• [About this exercise] Give back word for word every line from the one that includes "Query: metal rod on rig" through the last line of the listing, and nothing besides.

• [Data provided]
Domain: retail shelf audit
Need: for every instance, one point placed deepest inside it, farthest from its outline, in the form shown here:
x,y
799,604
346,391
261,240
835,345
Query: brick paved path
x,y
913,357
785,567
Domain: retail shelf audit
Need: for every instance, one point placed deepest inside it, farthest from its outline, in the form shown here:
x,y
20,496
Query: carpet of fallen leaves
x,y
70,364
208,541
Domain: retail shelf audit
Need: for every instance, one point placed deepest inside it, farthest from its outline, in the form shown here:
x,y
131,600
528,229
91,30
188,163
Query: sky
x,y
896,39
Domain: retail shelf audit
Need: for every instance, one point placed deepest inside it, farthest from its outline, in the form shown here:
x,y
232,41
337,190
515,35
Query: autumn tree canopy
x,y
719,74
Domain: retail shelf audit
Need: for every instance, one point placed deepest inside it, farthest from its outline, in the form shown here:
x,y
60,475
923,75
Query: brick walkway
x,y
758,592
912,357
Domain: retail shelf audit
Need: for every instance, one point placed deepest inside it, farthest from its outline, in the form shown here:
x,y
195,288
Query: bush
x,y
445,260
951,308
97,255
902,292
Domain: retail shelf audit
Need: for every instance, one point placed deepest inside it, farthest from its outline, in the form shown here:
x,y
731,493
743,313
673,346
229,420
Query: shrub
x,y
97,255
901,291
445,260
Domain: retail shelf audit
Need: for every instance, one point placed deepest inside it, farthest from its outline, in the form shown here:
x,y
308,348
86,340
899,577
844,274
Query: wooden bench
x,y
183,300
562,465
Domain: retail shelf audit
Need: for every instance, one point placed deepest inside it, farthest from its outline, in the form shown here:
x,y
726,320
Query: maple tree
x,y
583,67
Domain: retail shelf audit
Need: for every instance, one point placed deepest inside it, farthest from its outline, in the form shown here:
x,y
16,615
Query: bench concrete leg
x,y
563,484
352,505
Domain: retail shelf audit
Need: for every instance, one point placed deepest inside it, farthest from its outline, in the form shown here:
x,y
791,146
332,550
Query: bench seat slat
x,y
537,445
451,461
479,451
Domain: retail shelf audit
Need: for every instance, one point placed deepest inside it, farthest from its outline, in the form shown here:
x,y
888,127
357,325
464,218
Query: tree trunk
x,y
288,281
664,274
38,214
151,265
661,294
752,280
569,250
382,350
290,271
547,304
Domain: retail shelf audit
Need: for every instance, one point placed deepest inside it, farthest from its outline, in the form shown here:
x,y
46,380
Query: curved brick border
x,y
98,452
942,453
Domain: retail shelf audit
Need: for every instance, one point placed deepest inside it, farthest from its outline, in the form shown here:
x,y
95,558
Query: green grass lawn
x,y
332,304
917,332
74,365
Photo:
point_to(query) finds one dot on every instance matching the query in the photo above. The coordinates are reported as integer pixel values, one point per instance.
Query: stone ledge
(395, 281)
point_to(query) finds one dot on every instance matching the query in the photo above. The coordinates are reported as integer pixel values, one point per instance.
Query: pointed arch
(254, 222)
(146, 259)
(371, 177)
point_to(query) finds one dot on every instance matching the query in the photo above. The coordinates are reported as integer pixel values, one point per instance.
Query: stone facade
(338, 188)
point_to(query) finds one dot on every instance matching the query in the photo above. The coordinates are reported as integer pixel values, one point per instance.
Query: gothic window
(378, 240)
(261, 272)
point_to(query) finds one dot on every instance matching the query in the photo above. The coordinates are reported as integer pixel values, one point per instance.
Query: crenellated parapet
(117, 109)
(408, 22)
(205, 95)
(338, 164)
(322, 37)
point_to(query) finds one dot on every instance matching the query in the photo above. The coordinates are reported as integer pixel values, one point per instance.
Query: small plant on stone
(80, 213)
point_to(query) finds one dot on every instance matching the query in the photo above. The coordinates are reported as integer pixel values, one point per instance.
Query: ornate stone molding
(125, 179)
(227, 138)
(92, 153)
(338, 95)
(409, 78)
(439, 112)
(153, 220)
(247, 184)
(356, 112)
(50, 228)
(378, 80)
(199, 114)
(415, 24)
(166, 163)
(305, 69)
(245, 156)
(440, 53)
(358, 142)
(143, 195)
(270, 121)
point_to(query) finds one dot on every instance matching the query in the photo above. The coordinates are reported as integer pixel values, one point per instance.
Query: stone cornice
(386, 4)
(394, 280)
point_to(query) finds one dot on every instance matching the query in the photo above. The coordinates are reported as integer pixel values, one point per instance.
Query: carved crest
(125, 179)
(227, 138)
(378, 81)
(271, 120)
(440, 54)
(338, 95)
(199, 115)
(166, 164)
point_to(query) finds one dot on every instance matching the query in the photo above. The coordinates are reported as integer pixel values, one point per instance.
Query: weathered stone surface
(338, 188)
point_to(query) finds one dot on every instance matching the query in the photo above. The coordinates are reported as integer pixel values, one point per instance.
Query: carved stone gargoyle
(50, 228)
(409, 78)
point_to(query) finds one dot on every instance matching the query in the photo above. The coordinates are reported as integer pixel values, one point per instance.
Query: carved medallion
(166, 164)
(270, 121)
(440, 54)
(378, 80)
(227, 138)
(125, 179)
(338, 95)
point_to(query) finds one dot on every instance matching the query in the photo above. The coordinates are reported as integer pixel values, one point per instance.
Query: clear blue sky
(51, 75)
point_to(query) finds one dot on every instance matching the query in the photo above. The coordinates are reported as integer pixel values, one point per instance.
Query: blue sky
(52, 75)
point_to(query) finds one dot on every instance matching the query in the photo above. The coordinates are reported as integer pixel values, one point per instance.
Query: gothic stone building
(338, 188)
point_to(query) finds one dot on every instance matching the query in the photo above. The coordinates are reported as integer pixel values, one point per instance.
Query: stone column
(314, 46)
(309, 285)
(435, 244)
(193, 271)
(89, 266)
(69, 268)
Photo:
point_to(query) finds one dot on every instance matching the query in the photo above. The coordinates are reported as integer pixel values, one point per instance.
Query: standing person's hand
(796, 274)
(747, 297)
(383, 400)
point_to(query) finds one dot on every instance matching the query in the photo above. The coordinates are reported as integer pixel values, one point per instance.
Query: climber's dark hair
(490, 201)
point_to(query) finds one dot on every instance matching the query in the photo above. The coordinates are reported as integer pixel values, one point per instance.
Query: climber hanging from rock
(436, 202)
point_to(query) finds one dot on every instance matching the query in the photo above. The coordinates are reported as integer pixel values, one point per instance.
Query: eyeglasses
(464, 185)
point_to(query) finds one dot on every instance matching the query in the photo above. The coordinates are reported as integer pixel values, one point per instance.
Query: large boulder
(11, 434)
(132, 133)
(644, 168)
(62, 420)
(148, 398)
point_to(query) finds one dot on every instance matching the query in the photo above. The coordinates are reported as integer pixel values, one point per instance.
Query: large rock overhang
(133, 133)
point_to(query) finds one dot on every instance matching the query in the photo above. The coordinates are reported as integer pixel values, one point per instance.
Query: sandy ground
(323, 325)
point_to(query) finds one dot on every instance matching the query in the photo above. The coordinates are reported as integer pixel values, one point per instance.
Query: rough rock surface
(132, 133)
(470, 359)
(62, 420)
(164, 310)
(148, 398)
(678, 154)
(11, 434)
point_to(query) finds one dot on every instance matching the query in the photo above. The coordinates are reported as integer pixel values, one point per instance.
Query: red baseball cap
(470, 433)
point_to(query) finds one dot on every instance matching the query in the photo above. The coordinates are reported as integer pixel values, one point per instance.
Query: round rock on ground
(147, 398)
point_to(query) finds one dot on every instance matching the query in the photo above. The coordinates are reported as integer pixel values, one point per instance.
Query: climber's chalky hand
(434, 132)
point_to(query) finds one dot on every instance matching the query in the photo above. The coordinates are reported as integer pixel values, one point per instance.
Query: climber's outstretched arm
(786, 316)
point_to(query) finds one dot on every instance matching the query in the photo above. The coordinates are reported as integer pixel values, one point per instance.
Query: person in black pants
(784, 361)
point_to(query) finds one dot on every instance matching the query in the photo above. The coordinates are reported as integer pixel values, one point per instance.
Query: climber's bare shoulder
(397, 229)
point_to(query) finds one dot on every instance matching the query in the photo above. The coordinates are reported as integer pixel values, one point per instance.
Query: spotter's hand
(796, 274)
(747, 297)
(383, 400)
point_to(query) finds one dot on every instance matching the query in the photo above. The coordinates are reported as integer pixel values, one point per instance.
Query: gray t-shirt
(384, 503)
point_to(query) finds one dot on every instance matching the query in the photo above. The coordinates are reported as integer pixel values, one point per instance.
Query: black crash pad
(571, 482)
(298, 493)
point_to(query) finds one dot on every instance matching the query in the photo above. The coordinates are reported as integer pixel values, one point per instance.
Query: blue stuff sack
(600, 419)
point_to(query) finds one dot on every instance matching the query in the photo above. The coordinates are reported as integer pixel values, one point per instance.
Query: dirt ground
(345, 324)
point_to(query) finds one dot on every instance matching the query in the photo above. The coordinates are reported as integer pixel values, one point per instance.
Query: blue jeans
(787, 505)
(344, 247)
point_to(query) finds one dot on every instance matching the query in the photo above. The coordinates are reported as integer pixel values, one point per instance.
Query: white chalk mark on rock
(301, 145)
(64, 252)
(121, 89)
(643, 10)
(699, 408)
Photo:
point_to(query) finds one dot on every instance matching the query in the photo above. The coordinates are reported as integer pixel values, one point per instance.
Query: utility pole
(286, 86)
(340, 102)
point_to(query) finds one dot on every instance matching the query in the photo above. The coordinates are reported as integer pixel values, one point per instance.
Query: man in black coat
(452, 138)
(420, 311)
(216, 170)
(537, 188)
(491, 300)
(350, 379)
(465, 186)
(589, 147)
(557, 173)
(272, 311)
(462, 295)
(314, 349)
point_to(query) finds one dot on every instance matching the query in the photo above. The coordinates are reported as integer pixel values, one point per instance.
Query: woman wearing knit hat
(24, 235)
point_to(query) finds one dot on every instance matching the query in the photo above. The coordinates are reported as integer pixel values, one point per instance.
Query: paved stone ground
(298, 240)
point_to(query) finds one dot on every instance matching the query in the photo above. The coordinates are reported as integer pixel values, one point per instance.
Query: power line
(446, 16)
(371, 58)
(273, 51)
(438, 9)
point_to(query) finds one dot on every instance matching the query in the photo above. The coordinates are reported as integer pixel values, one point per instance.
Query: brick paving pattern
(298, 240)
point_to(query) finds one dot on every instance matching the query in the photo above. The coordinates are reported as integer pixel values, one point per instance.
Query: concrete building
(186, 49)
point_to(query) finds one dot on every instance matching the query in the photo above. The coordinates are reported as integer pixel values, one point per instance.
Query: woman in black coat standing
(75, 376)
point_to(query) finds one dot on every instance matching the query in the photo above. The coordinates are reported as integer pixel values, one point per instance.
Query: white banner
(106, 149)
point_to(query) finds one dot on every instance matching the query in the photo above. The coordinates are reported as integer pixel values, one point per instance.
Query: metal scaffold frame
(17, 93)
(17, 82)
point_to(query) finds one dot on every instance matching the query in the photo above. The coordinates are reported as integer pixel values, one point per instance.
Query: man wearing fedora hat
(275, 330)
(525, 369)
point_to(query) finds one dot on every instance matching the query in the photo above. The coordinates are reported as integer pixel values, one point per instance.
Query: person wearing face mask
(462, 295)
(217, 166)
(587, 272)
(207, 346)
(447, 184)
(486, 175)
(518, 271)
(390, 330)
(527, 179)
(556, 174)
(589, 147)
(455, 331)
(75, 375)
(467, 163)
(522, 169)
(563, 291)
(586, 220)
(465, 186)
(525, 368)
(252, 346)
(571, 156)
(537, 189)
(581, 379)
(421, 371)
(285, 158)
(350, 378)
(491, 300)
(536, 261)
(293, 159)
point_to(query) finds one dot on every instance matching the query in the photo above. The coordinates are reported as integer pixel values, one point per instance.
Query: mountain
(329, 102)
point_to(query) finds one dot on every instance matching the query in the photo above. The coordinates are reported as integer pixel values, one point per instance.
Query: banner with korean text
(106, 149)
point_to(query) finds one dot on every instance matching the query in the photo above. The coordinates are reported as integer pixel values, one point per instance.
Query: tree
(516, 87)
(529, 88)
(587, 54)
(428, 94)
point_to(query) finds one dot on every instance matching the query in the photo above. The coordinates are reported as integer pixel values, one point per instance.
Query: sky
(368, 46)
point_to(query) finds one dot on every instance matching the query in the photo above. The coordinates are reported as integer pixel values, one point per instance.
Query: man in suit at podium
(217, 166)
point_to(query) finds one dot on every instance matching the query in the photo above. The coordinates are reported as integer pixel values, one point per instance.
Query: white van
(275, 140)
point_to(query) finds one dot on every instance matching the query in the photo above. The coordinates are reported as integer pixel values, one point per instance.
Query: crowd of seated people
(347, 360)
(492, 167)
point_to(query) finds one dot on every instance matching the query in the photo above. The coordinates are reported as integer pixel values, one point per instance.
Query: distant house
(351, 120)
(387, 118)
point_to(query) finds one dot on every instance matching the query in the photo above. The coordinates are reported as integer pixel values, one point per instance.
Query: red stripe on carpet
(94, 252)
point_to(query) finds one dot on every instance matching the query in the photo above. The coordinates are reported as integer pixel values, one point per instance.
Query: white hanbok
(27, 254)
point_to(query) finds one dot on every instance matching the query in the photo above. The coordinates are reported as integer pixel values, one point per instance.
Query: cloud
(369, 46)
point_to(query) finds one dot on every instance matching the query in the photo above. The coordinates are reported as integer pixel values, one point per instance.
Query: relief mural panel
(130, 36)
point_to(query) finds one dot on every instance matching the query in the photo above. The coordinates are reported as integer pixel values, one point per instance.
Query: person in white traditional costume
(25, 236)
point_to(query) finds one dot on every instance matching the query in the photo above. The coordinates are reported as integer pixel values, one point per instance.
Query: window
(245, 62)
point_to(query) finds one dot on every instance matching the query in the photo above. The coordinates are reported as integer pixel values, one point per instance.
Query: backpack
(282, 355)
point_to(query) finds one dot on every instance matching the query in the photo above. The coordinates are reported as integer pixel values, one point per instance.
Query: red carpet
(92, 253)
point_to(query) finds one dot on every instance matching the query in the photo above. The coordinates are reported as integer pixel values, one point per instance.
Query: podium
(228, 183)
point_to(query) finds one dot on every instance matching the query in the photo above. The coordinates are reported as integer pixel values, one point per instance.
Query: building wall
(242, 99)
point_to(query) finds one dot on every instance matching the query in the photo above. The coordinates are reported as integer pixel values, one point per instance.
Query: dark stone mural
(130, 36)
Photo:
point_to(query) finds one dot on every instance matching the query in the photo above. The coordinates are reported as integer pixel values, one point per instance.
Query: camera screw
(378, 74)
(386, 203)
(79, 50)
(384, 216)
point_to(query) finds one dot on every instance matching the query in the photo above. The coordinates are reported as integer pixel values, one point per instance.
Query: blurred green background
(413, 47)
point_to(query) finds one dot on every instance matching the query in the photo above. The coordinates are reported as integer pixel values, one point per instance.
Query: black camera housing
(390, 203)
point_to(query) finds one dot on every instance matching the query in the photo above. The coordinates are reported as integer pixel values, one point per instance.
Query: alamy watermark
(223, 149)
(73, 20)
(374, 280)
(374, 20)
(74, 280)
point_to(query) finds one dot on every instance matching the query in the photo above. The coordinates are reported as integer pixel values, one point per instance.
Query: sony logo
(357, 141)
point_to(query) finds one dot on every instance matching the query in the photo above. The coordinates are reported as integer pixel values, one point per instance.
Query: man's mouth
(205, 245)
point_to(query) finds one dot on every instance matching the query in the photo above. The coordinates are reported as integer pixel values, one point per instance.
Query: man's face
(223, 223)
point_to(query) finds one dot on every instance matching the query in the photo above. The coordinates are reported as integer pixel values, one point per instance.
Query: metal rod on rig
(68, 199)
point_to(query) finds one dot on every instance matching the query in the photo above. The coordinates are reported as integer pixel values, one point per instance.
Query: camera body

• [Answer section]
Query: metal rod on rig
(68, 199)
point_to(query) finds one dot on every instance matching the query in the photo above. The coordinates are reported as integer pixel values, one point per instance.
Query: camera body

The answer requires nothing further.